In this post, we will explain the effects of shifting (addition or subtraction) and scaling (multiplication or division) of scores in the entire data set. The first part of this post gives you the fundamental ideas of what happens if a constant value is added, subtracted, multiplied or divided, and the second part explains the combined effects of these four operations to see the effects to the mean and the standard deviation.

Let’s take a look at the following scores.

\( \{1, 2, 3, 4, 5 \} \)

\( \text{Mean: } \displaystyle \mu = \frac{1+2+3+4+5}{5} = 3 \)

\( \text{Standard deviation: } \displaystyle \sigma = \sqrt{\frac{(1-3)^2 + (2-3)^2 + (3-3)^2 + (4-3)^2 + (5-3)^2}{5}} \approx 1.58 \)

## Shifting data by addition

What happens to mean and standard deviation when we add a constant value to every score in the data set?

Set exercise :: Output the passage on shifting and scaling scores word for word, between "In this post, we" and "the standard deviation.", inclusive. Work only from the passage on shifting and scaling scores.

Source data ::
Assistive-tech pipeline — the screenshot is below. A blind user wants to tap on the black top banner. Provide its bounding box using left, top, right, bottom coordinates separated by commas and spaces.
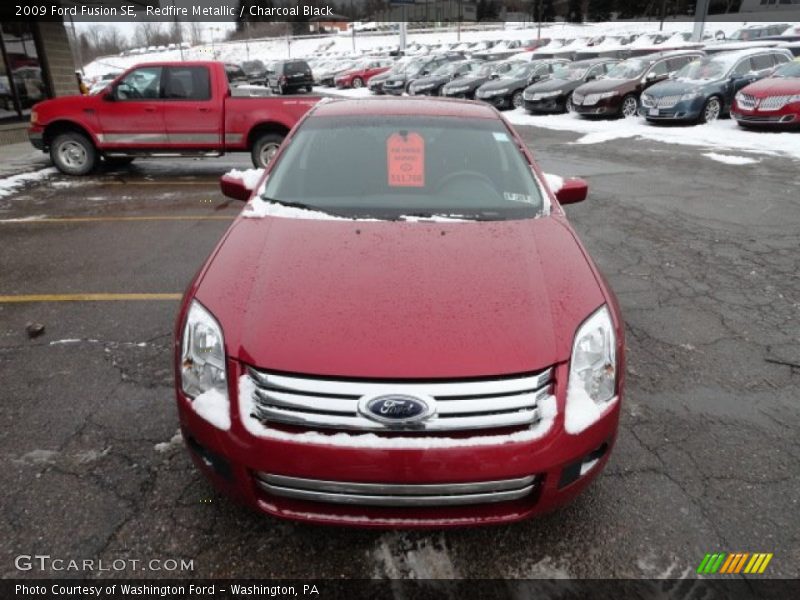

Output below ::
In this post, we will explain the effects of shifting (addition or subtraction) and scaling (multiplication or division) of scores in the entire data set. The first part of this post gives you the fundamental ideas of what happens if a constant value is added, subtracted, multiplied or divided, and the second part explains the combined effects of these four operations to see the effects to the mean and the standard deviation.